To do: Transcribe, with complete accuracy, all of the entries below except for the pictures.

Start of Block

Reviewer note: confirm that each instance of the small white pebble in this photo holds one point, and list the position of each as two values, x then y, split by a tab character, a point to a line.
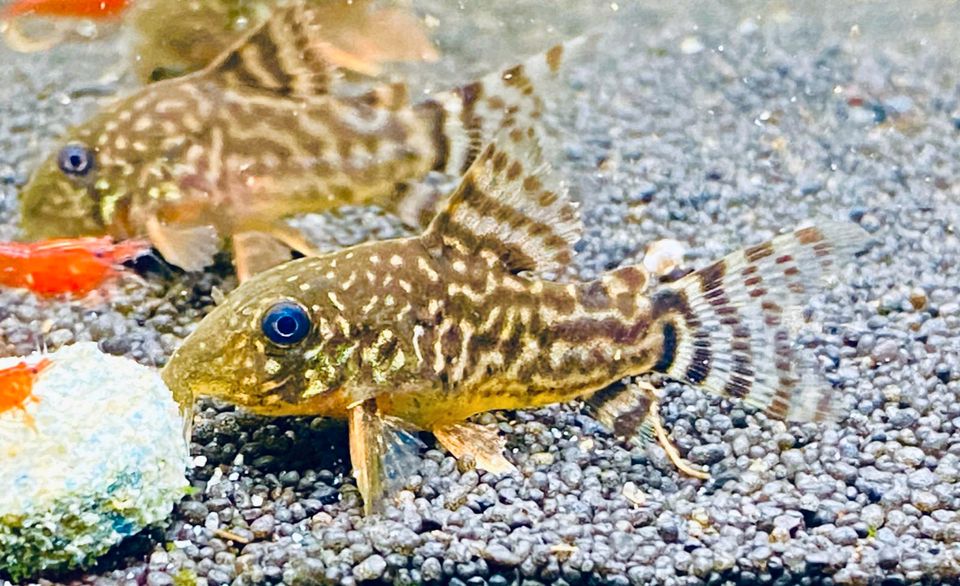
663	256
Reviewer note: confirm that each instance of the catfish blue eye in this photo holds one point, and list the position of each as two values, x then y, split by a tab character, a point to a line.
285	323
75	159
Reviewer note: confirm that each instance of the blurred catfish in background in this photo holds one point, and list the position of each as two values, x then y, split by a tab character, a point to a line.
181	37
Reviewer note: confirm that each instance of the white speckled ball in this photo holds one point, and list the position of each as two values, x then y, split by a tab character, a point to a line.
98	455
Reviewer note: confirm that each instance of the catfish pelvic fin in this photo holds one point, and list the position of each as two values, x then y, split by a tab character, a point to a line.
505	206
483	442
285	55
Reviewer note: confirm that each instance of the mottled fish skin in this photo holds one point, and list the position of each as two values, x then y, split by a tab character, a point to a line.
176	37
430	330
261	135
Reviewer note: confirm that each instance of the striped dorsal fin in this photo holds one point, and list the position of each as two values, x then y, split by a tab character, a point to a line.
468	117
505	205
284	55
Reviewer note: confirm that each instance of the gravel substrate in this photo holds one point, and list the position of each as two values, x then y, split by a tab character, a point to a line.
717	129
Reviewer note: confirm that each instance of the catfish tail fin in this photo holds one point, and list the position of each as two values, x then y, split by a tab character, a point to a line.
730	327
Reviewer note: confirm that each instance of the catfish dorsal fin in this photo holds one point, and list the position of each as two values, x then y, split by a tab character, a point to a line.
506	207
285	55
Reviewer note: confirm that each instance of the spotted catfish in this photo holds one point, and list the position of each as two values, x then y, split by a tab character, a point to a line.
422	333
265	132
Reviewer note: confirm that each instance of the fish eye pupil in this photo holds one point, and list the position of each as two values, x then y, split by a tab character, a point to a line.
75	159
286	323
286	326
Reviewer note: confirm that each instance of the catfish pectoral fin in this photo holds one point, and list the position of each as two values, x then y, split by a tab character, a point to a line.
190	248
292	238
483	442
382	453
255	252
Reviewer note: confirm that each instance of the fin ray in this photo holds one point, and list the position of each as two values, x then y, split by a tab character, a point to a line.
284	55
483	442
730	327
382	453
467	117
506	206
190	248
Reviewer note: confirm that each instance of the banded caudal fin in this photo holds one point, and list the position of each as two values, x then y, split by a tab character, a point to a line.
466	118
730	327
285	55
506	210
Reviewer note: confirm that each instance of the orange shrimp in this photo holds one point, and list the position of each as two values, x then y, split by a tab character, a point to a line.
16	386
94	9
28	26
74	266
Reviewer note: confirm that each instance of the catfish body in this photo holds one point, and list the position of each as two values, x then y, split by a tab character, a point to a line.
264	132
422	333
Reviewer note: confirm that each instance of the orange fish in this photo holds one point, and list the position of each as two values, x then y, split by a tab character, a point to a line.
37	25
16	386
74	266
95	9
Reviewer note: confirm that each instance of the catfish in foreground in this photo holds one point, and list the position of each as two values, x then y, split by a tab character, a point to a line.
422	333
265	132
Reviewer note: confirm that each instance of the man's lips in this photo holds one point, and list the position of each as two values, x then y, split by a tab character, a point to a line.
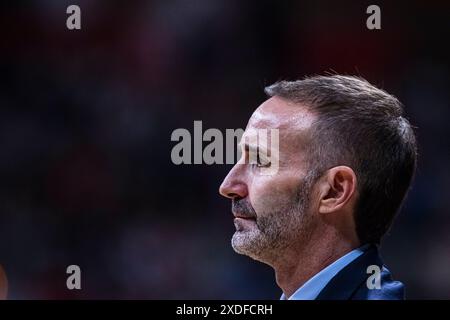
243	216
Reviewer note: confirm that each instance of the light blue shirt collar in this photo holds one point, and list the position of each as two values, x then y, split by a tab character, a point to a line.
311	288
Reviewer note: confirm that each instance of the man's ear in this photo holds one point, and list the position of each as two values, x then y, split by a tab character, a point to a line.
336	189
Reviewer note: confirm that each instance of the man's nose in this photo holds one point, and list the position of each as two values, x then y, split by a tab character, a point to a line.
233	186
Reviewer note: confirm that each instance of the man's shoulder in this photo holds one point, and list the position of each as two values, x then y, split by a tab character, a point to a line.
354	282
389	289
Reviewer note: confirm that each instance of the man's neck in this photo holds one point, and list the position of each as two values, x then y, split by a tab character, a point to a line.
299	264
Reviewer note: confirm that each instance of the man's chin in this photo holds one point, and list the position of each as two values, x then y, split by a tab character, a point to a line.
246	243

End of Block

Exercise solution:
Reviewer note: confirm that each instance of the small white pebble in this photo holds one point, and list the position of each as two values, x then y, split by a tab character, a point to a line.
663	256
Reviewer note: confirm that each instance of the catfish blue eye in this photo holds one point, and list the position of each as two values, x then y, split by a tab character, a point to a line.
285	323
75	159
Reviewer note: confirm that each instance of the blurred catfish in background in this photo holds one point, and list the position of each as two values, x then y, split by a tab character, a point to a line.
181	37
Reviewer note: confirm that each instance of the white speckled ball in this photo holds one point, and list the position of each as two values, x then y, split by a tab character, a point to a line.
98	455
Reviewer note: confirm that each instance of the catfish pelvic fin in this photo holds one point, and list the position of each as two values, x then y, split by a tab character, a point to a line.
505	206
483	442
285	55
Reviewer note: confirm that each instance of the mottled fish skin in this photo holds one point, and list the position of each as two values, x then y, split by a tab character, a point to a line.
176	37
430	330
261	135
Reviewer note: confirm that each instance of the striped dorsal fin in this photo holds one point, and list the position of each as two values, x then y, split by a tab character, a point to a line.
468	117
505	205
284	55
Reviewer note: confirm that each instance of the gravel substrate in this photo holds one point, and list the position of each as two values, x then y, split by a tab character, a point to a line.
717	129
Reviewer note: confirm that each instance of the catfish tail fin in this photo holds one point, and list the position of each as two values, x then y, split by a tab character, a point to a line.
730	327
Reviewer note: confirm that each instance of the catfish dorsal fin in this photo holds one point, and list the position of each as two values, x then y, split by a tab character, a point to a line.
506	207
285	55
Reviewer note: confirm that each instance of the spotted catfish in this photo holds one point, and list the position of each as two values, x then y, split by a tab character, a point to a line.
422	333
265	132
Reviewer note: confirm that each instance of the fish eye pupil in this photo holds one point, and list the position of each as two values, x then y, split by a tab character, a point to a line.
75	159
286	323
286	326
Reviewer note: confirm that each instance of the catfish pectoral fin in this photo holds one point, and list the position of each as two values, x then y, split by a tab character, a point to a line.
190	248
292	238
483	442
382	453
255	252
Reviewer note: confirm that each instance of the fin ray in this photo holds one point, and list the position of each as two values, x then y, split by a tab character, a point to a line.
284	55
483	442
730	327
382	453
467	117
506	206
190	248
Reviewer note: confirm that each instance of the banded caudal fin in this photo holds one point, and list the position of each as two values, x then y, split by a tab character, a point to a line.
466	118
730	327
285	55
506	210
Reviewer note: confirm that each instance of the orange shrimp in this photo holds one point, and list the position of each as two values, x then y, split by a tab character, a point to a line.
16	386
94	9
28	26
74	266
Reviewer note: confirm that each instance of the catfish body in this photo holds one point, and list the position of each as two values, x then y, split by a tab character, a point to a line.
264	132
422	333
Reviewer note: confirm that each instance of the orange fish in this photo holds one point, and list the position of each as two values, x then y, split by a tab character, a point to a line.
37	25
16	386
74	266
95	9
Reviewer note: confirm that each instance of the catfish in foreground in this photo holds one point, and list the position of each as two values, x then y, split by a tab character, a point to a line.
422	333
265	132
Reviewer note: confirm that each instance of the man's lips in this photo holds one point, and list the position of each as two values, x then y, split by a tab character, a point to a line.
243	216
Reviewer note: confirm that each instance of the light blue shirt collar in this photo holds one point, and list the position of each as two values, x then y, split by a tab character, a point to a line.
311	288
Reviewer note: confirm that each instance of the man's ear in this photo holds one point, and list the position of each as two values, x then y, split by a tab character, a point to a line.
336	189
Reviewer note: confirm that each instance of the man's nose in this photo holds one point, and list the position of each as two values, x then y, split by a tab character, a point to a line.
233	186
Reviewer note: confirm that each instance of the man's shoulder in this photo holds one point, and list the position of each as two values, x then y, split by a tab character, a point to a line.
354	282
389	289
Reviewer note: confirm that each instance of the man's neck in this photo holds one point, and list the position of each as two values, x then y, split by a tab character, a point to a line.
299	264
Reviewer note: confirm that each instance of the man's chin in this photo holds one point, and list the position of each as two values, x then y, split by a tab character, a point to a line.
246	243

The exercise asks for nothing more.